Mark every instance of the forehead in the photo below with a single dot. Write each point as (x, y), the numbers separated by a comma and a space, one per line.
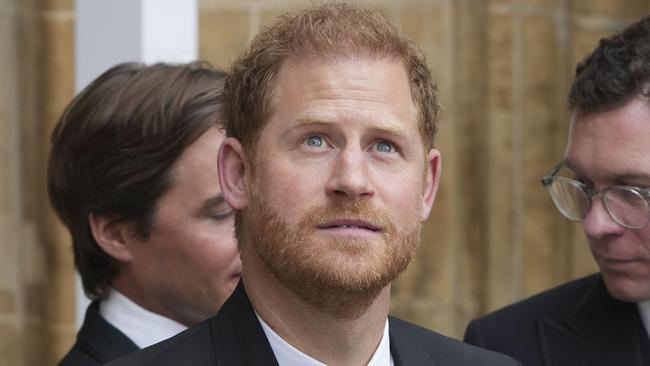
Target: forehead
(611, 143)
(344, 88)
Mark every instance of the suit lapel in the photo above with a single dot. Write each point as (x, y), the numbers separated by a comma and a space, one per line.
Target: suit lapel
(599, 331)
(100, 339)
(237, 335)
::::::::
## Aim of the task:
Repeat these rows with "single dot" swapped for "single point" everywhere, leaving everything else the same. Omit the pictures.

## Full answer:
Mark every instance of the forehead in the photo below with a single point. Write each point as (x, y), the numbers separated by a comma and a space, one per line.
Target: forehead
(611, 143)
(344, 88)
Mark every instance of the suit lapel in the photo above with a single point. Write each point as (x, y), the numbers separated by a comma and a space, one per line.
Target: suit lapel
(599, 331)
(100, 339)
(237, 335)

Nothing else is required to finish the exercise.